___ Documento

Por Ives
Gandra Martins.
Os recentes e
trágicos episódios que levaram ao assassinato de 12 dirigentes do jornal
“Charlie”, dedicado a ironizar todas as crenças e costumes, a título de uma
ilimitada liberdade de expressão, traz, novamente, à baila a discussão sobre o
conteúdo desse conceito e o respeito aos direitos alheios, numa democracia,
até por que os direitos naturais e fundamentais à dignidade humana ganham cada
vez mais evidência no mundo atual.
John Rawls, em seu
livro “Justiça e Democracia”, no qual esclarece pontos obscuros de sua “Teoria
da Justiça”, entende que as verdadeiras democracias fortalecem-se com a
predominância das “teorias não abrangentes”. Estas teorias, formuladas na
complexidade das relações humanas e no conhecimento da conjuntura, cada vez
maior, pelos sete bilhões de habitantes do planeta Terra, graças aos meios
eletrônicos de comunicação, de acesso inclusive aos analfabetos, exigem respeito
às teorias contrárias, pois da convivência e diálogo com elas é que resulta o fortalecimento
dos regimes democráticos.

______
___ Entradas

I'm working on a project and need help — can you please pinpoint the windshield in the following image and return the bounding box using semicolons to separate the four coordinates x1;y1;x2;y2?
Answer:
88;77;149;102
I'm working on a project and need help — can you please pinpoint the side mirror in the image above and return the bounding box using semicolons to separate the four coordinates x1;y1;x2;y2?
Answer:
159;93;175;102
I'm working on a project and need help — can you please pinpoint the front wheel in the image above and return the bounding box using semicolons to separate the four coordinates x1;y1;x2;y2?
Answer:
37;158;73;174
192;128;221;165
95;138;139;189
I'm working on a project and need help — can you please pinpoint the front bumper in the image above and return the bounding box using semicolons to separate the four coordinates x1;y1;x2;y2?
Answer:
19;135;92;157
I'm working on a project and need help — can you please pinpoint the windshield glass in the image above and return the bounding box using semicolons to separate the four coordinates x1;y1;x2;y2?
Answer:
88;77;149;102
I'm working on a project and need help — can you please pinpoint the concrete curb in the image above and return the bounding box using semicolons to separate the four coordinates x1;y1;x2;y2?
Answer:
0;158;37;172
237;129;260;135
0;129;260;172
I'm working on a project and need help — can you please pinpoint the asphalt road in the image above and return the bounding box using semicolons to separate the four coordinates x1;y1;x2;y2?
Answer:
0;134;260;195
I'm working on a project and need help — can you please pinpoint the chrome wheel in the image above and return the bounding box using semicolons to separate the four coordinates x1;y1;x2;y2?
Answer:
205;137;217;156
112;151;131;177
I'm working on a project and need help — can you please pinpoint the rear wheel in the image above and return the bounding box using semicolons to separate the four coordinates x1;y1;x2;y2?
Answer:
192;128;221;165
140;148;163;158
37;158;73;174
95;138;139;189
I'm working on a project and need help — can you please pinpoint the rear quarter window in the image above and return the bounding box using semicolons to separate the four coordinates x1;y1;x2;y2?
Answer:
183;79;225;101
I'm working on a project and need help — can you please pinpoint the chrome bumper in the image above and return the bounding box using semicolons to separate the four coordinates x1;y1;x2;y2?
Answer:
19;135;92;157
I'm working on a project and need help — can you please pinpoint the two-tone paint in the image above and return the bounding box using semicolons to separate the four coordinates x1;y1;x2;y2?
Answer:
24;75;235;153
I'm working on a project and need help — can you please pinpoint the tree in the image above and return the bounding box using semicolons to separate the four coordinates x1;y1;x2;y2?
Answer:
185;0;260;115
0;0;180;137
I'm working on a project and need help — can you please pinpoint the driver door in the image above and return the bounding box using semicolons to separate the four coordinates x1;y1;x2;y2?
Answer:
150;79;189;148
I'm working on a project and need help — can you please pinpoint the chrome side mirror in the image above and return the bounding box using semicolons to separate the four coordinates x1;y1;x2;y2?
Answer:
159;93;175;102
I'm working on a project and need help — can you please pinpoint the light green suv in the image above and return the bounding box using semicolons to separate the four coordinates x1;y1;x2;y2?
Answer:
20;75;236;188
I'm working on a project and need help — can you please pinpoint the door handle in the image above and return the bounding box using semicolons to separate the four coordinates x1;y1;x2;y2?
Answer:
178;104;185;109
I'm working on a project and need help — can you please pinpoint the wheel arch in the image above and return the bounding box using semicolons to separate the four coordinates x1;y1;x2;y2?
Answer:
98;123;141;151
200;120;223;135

______

Digite novamente, sem nenhuma alteração, o trecho do artigo sobre liberdade de expressão que começa em "John Rawls, em" e vai até "dos regimes democráticos.", incluindo essas últimas palavras.

John Rawls, em seu
livro “Justiça e Democracia”, no qual esclarece pontos obscuros de sua “Teoria
da Justiça”, entende que as verdadeiras democracias fortalecem-se com a
predominância das “teorias não abrangentes”. Estas teorias, formuladas na
complexidade das relações humanas e no conhecimento da conjuntura, cada vez
maior, pelos sete bilhões de habitantes do planeta Terra, graças aos meios
eletrônicos de comunicação, de acesso inclusive aos analfabetos, exigem respeito
às teorias contrárias, pois da convivência e diálogo com elas é que resulta o fortalecimento
dos regimes democráticos.